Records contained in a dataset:
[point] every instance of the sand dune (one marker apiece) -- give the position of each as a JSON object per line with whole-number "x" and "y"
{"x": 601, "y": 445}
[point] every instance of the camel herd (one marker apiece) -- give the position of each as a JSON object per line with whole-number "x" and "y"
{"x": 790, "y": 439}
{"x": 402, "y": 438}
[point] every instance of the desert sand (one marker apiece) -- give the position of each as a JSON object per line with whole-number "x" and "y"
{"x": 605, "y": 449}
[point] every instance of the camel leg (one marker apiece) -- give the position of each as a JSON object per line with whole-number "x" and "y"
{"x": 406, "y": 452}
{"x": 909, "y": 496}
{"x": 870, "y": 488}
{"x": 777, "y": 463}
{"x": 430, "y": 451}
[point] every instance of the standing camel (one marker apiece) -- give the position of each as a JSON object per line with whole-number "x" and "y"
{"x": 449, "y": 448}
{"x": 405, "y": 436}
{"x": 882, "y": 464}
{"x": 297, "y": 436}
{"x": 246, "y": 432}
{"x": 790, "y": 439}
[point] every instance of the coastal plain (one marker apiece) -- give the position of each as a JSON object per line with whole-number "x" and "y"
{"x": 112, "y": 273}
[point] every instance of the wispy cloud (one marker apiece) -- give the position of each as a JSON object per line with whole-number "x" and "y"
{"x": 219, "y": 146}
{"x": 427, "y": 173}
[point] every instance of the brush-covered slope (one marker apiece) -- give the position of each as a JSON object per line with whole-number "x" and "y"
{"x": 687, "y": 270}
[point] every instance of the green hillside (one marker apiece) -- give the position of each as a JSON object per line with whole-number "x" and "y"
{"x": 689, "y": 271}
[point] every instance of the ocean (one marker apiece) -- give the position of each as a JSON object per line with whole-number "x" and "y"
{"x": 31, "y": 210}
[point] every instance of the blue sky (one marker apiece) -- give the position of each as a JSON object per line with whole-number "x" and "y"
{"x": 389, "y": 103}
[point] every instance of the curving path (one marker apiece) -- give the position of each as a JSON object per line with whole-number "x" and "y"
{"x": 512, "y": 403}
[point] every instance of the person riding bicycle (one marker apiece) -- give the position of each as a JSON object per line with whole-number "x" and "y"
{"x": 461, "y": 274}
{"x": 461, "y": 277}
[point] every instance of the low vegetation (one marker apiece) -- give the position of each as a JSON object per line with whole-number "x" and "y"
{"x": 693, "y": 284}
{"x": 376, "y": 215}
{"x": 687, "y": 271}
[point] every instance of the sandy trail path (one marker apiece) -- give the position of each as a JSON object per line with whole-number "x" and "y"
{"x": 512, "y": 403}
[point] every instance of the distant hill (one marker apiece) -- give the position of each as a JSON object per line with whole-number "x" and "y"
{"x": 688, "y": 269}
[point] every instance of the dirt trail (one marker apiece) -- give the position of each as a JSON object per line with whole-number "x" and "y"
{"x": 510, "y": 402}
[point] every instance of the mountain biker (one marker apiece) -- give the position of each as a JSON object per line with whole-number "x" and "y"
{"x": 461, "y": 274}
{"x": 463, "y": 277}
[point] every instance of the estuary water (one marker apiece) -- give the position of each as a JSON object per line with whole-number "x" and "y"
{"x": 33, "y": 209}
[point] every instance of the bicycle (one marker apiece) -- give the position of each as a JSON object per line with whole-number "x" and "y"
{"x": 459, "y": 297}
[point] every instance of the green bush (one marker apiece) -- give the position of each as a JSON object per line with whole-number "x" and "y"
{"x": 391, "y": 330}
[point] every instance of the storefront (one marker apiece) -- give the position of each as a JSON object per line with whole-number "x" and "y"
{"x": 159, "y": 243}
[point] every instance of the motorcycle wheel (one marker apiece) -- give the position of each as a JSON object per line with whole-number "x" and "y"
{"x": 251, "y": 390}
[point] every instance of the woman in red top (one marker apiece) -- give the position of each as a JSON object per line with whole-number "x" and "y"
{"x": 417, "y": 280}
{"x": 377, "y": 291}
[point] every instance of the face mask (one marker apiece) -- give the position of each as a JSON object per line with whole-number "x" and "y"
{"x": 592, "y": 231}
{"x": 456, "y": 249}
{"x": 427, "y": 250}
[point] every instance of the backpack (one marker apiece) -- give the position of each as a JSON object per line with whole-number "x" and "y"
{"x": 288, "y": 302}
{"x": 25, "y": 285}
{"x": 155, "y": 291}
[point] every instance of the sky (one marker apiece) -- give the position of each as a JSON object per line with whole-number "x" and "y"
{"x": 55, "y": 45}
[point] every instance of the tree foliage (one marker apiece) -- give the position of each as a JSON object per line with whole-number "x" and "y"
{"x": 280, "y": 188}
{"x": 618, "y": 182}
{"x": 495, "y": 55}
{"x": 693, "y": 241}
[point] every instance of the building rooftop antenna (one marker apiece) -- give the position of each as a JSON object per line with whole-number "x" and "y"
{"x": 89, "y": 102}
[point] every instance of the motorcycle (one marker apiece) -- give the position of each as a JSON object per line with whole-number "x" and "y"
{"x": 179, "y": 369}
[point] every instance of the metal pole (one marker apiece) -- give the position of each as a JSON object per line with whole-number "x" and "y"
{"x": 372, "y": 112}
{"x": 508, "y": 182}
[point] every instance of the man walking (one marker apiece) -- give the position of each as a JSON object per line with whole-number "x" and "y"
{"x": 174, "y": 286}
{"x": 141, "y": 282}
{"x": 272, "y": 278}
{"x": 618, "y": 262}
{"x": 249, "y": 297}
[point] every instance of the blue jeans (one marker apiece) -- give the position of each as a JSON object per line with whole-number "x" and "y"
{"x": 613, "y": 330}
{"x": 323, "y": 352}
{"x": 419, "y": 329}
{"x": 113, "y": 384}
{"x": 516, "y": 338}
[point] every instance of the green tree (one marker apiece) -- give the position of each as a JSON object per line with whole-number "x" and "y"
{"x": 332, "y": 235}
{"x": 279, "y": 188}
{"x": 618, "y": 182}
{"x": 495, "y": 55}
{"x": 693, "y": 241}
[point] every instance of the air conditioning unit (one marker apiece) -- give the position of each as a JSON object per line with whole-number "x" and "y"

PROBLEM DETAILS: From the data above, give every line again exactly as it appears.

EXERCISE RESPONSE:
[point] every instance of the sand dune (one marker apiece) -- give the position of each as a JSON object per line with whole-number "x" and "y"
{"x": 601, "y": 445}
[point] every instance of the camel herd (one marker apiece) -- give the position of each as a JSON object per line with whole-number "x" and "y"
{"x": 790, "y": 439}
{"x": 402, "y": 438}
[point] every instance of the desert sand (one marker apiece) -- give the position of each as a JSON object per line with whole-number "x" and "y"
{"x": 605, "y": 449}
[point] every instance of the camel leg (one marker apiece) -- give the position of each as a JSON object per line with whole-number "x" and "y"
{"x": 406, "y": 452}
{"x": 909, "y": 496}
{"x": 870, "y": 488}
{"x": 777, "y": 463}
{"x": 430, "y": 451}
[point] every instance of the standing camel (one marker apiece) -- give the position of each as a JSON object per line with whole-number "x" and "y"
{"x": 449, "y": 448}
{"x": 405, "y": 436}
{"x": 882, "y": 464}
{"x": 297, "y": 436}
{"x": 246, "y": 432}
{"x": 790, "y": 439}
[point] every instance of the coastal plain (one marker apiece) -- give the position of each as a JSON object per line with whole-number "x" and "y"
{"x": 112, "y": 273}
[point] every instance of the wispy cloud (one marker apiece) -- give the position of each as a JSON object per line with whole-number "x" and "y"
{"x": 219, "y": 146}
{"x": 427, "y": 173}
[point] every instance of the brush-covered slope (one marker apiece) -- give the position of each as a JSON object per line with whole-number "x" and "y"
{"x": 687, "y": 270}
[point] every instance of the green hillside (one marker apiece) -- give the position of each as a JSON object per line with whole-number "x" and "y"
{"x": 689, "y": 271}
[point] every instance of the ocean (one marker apiece) -- give the position of each as a JSON object per line with whole-number "x" and "y"
{"x": 31, "y": 210}
[point] every instance of the blue sky (one marker apiece) -- give the position of each as a JSON object per line with whole-number "x" and "y"
{"x": 389, "y": 103}
[point] every instance of the curving path (one marker apiece) -- give the position of each as a JSON object per line with whole-number "x" and "y"
{"x": 512, "y": 403}
[point] every instance of the person riding bicycle (one marker apiece) -- give the position of each as a JSON object per line with whole-number "x" and "y"
{"x": 461, "y": 274}
{"x": 461, "y": 277}
[point] every instance of the low vegetation (one marker apiece) -- give the position of each as a JSON object per line with whole-number "x" and "y"
{"x": 693, "y": 284}
{"x": 376, "y": 215}
{"x": 687, "y": 271}
[point] every instance of the sandy trail path (one marker apiece) -- give the position of each as a JSON object per line with whole-number "x" and "y"
{"x": 512, "y": 403}
[point] every instance of the distant hill (one marker apiece) -- give the position of each as a JSON object per line with whole-number "x" and "y"
{"x": 688, "y": 269}
[point] every instance of the dirt trail (one marker apiece) -- give the position of each as a JSON object per line with whole-number "x" and "y"
{"x": 510, "y": 402}
[point] every instance of the mountain biker (one marker apiece) -- give the position of each as a JSON object per line with whole-number "x" and "y"
{"x": 461, "y": 274}
{"x": 463, "y": 277}
[point] every instance of the estuary water (one marker apiece) -- give the position of each as a JSON object per line with whole-number "x" and "y"
{"x": 33, "y": 209}
[point] every instance of the bicycle (one marker apiece) -- give the position of each as a JSON object per line with whole-number "x" and "y"
{"x": 459, "y": 297}
[point] every instance of the green bush (one marker apiece) -- give the position of each as a JSON object per line with whole-number "x" and "y"
{"x": 391, "y": 330}
[point] every instance of the storefront (one marker apiece) -- give the position of each as a JSON object per line with whole-number "x" and "y"
{"x": 159, "y": 243}
[point] every instance of the motorcycle wheel (one marker apiece) -- give the position of each as a JSON object per line with whole-number "x" and "y"
{"x": 251, "y": 390}
[point] every instance of the woman in red top (one marker apiece) -- give the position of each as a JSON object per line with whole-number "x" and "y"
{"x": 417, "y": 280}
{"x": 377, "y": 291}
[point] every instance of the face mask (one marker apiece) -- give the position of each as a JSON object per line with whole-number "x" and "y"
{"x": 592, "y": 231}
{"x": 456, "y": 249}
{"x": 427, "y": 250}
[point] every instance of the backpack (one marker apiece) -- give the position of each as a JSON object per line with whole-number "x" and "y"
{"x": 288, "y": 302}
{"x": 25, "y": 285}
{"x": 155, "y": 291}
[point] every instance of the sky (one marker apiece) -- give the position of each as a JSON object per line with whole-number "x" and "y"
{"x": 55, "y": 45}
[point] every instance of the tree foliage (one marker apiece) -- give the position of each as a JSON object per line with whole-number "x" and "y"
{"x": 280, "y": 188}
{"x": 618, "y": 182}
{"x": 495, "y": 55}
{"x": 693, "y": 241}
[point] every instance of the building rooftop antenna (one marker apiece) -- give the position of each as a JSON object per line with whole-number "x" and "y"
{"x": 89, "y": 102}
[point] every instance of the motorcycle (one marker apiece) -- give the position of each as a JSON object per line with whole-number "x" and "y"
{"x": 179, "y": 369}
[point] every instance of the metal pole (one marker apiece) -- give the position of each as a JSON object per line with whole-number "x" and "y"
{"x": 372, "y": 112}
{"x": 508, "y": 182}
[point] every instance of the man walking (one marker apiece) -- give the position of each as a JSON object per line with whole-number "x" and "y"
{"x": 174, "y": 286}
{"x": 141, "y": 282}
{"x": 272, "y": 278}
{"x": 618, "y": 262}
{"x": 249, "y": 297}
[point] every instance of the blue jeans (one marker apiece) -- give the position of each as a JSON object per line with whole-number "x" and "y"
{"x": 613, "y": 330}
{"x": 323, "y": 352}
{"x": 419, "y": 329}
{"x": 113, "y": 384}
{"x": 516, "y": 338}
[point] every instance of the green tree (one marker apiece) -- give the position of each as a JSON object per line with whole-number "x" and "y"
{"x": 332, "y": 235}
{"x": 279, "y": 188}
{"x": 618, "y": 182}
{"x": 495, "y": 55}
{"x": 693, "y": 241}
[point] every instance of the air conditioning unit (one marker apiece) -- give the position of each as a JSON object per line with whole-number "x" and "y"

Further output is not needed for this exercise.